• _AIM_
Reproduce every line from the start of the entries through the line holding "x=1140 y=584", inclusive. Shift each answer coordinate given after a "Target:" line by adding 101 to its x and y values, and leave all other lines unchanged.

• _SUPPLIED INFORMATION_
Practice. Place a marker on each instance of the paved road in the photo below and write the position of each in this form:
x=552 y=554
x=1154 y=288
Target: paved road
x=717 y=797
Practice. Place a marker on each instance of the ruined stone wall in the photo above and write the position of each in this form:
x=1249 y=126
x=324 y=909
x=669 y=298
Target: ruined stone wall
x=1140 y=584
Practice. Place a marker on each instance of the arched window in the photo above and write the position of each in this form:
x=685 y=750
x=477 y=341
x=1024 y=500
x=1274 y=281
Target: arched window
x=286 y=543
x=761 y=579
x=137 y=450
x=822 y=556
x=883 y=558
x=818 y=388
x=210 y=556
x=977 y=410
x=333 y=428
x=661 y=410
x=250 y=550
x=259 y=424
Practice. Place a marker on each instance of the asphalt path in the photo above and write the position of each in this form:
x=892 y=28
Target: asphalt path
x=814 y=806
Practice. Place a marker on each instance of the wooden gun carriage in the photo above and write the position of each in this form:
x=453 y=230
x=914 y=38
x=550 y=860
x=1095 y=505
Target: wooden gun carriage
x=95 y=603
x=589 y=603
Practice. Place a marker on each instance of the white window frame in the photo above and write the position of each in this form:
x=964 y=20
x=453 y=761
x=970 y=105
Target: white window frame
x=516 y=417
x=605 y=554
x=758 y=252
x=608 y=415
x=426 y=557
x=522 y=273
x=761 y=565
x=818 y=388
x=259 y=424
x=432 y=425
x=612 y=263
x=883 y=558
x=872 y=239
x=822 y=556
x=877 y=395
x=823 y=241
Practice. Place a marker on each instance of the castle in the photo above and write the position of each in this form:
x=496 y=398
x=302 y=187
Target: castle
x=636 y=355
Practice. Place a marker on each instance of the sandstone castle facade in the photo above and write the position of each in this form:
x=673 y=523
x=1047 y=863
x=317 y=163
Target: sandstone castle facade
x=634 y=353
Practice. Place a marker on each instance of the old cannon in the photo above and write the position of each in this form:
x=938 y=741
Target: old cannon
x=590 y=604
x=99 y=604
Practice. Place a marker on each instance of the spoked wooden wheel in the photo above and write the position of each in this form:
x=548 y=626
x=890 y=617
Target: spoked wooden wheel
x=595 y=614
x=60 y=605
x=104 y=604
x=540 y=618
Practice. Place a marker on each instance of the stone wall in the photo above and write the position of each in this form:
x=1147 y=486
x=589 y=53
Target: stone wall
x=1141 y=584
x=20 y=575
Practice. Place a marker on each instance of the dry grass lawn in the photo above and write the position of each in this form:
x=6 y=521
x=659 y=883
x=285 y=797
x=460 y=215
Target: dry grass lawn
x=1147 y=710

• _RESULT_
Practice. Place a marker on each instance of the paved road in the photo below and write the position of each in this form:
x=552 y=554
x=1154 y=288
Target: paved road
x=818 y=898
Practice. Place a marker on each instance of the ruined stone wall in the photo above and write the position of each in this form:
x=1249 y=126
x=324 y=909
x=669 y=298
Target: ruined stone wall
x=1241 y=685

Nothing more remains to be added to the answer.